BRIEF = Work out how many lines of the data contain "each" and reply with that number alone.

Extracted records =
= Beginning of Section =
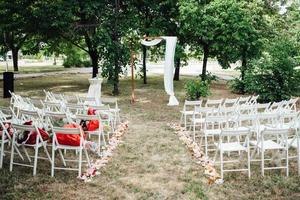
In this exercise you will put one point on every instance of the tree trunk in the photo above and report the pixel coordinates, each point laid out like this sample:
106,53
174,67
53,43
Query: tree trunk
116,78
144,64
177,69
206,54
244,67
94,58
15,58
= End of Section =
= Beginning of Section =
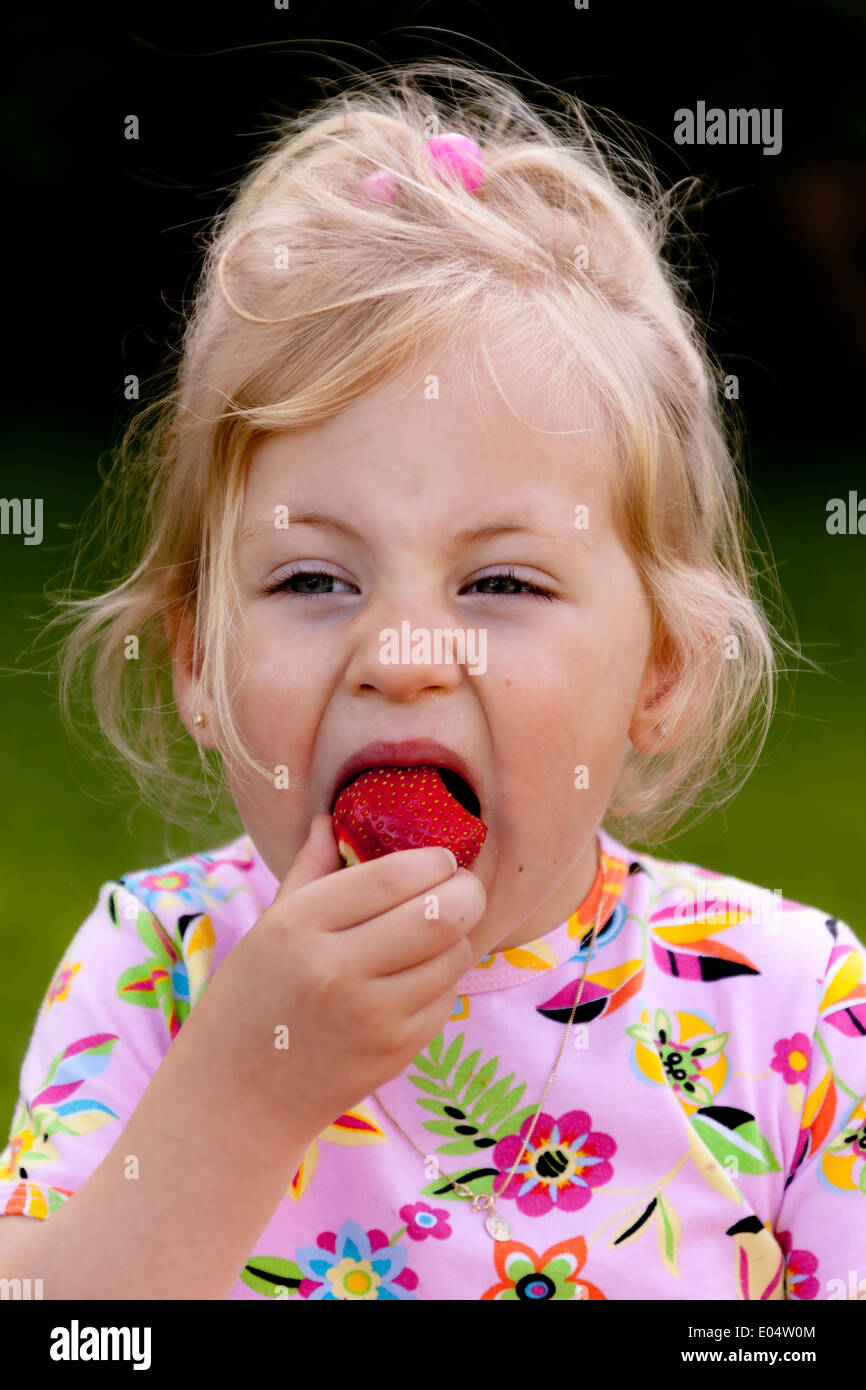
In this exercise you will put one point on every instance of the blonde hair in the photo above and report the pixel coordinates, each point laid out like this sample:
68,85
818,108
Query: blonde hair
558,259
= End of Section =
FINISHED EXERCISE = 2